GIVEN REQUEST |
Render all of the items below as a single numbered list, omitting any blank lines.

(Extracted items)
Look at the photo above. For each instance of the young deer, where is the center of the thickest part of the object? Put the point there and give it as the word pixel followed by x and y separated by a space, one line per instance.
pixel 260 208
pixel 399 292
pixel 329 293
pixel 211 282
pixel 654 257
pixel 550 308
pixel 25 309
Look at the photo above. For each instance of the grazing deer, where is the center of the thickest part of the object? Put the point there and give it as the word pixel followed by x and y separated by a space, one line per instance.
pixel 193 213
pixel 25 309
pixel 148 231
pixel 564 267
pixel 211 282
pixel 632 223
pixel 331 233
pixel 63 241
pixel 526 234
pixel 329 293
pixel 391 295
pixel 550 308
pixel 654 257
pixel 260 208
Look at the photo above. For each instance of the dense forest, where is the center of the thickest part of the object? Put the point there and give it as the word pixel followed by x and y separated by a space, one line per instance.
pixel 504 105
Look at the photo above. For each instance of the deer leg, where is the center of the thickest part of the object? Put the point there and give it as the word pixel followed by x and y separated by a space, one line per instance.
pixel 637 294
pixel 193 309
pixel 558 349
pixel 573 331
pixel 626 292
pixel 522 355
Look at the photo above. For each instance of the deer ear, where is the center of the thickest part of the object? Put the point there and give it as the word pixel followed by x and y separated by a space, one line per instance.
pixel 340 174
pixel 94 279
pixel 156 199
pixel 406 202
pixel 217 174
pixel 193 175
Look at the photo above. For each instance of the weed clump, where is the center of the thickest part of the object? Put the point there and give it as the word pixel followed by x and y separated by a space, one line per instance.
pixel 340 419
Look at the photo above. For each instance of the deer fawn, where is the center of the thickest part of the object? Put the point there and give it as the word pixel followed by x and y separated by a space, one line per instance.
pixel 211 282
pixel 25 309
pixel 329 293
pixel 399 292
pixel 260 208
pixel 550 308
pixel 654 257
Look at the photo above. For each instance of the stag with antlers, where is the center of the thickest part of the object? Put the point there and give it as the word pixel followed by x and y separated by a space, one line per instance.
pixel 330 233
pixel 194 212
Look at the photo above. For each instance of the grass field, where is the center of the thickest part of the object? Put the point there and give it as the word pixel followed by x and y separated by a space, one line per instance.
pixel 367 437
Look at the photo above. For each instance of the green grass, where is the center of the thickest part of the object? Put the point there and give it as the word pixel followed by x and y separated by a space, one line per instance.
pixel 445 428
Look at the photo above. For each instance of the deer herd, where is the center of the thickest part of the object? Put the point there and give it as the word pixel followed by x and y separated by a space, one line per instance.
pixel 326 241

WRITTEN RESPONSE |
1. Look at the photo above. For each instance of the young deer, where is the center of the thickest part of the object? Put the point there and give it as the word pixel followed by x and y separated by a space, one line per instance.
2. pixel 260 208
3. pixel 399 292
4. pixel 329 293
5. pixel 211 282
6. pixel 654 257
7. pixel 550 308
8. pixel 25 309
9. Look at the photo above. For each instance of the grazing deer, where is the center of the thickest part of the object? Put the point there and give it as the word pixel followed by x and y separated by a space, one line per instance.
10. pixel 193 213
11. pixel 25 309
12. pixel 148 231
13. pixel 564 267
14. pixel 211 282
15. pixel 632 223
16. pixel 331 233
17. pixel 63 241
18. pixel 526 234
19. pixel 329 293
20. pixel 391 295
21. pixel 550 308
22. pixel 654 257
23. pixel 260 208
24. Look at the photo above. For each instance of the dense forest, where is the center of the thickest part of the object? Put the point there and give it as the word pixel followed by x and y separated by a space, one line per instance.
25. pixel 504 105
26. Look at the photo above. For each instance of the deer leg, where is the center of the thickest part of the object? Put the point there and give it as the word pixel followed by x and y separated by a space, one line per instance.
27. pixel 637 294
28. pixel 193 309
29. pixel 558 349
30. pixel 573 331
31. pixel 626 292
32. pixel 522 355
33. Look at the photo above. For each instance of the deer ear, where is the center of the thickest part of the object? Put the point there and give it as the word pixel followed by x and y separated by a space, one line per instance.
34. pixel 340 174
35. pixel 94 279
36. pixel 156 199
37. pixel 406 202
38. pixel 217 174
39. pixel 193 175
40. Look at the photo above. For each instance of the weed clump, where is the center of the thickest part of the object? Put the point there and give it as the word pixel followed by x and y separated by a space, one line per instance.
41. pixel 340 419
42. Look at the photo above. For each instance of the deer fawn, where is the center of the thickest part of the object? Put the point there and give it as the word pixel followed by x and y separated by a space, one line per instance.
43. pixel 211 282
44. pixel 25 309
45. pixel 329 293
46. pixel 399 292
47. pixel 260 208
48. pixel 550 308
49. pixel 654 257
50. Look at the photo above. For each instance of the stag with antlers, where is the center of the thickest part of the object? Put the point there and give it as the word pixel followed by x and y separated by a space, one line per instance.
51. pixel 330 233
52. pixel 194 212
53. Look at the photo above. For each instance of the grass field, where is the center of the thickest part of the object? Put the point there and give it as the word pixel followed by x and y separated by a space, one line per instance.
54. pixel 367 437
55. Look at the photo above. For each instance of the green grass, where is the center of the thickest part of the object? Put the point there and give it as the word pixel followed by x and y separated by a space, one line per instance.
56. pixel 445 428
57. Look at the photo above. For each instance of the deer herd, where is the center of the thickest part of the object? Put the point there and give it as the word pixel followed by x and y separated by a space, one line per instance.
58. pixel 326 241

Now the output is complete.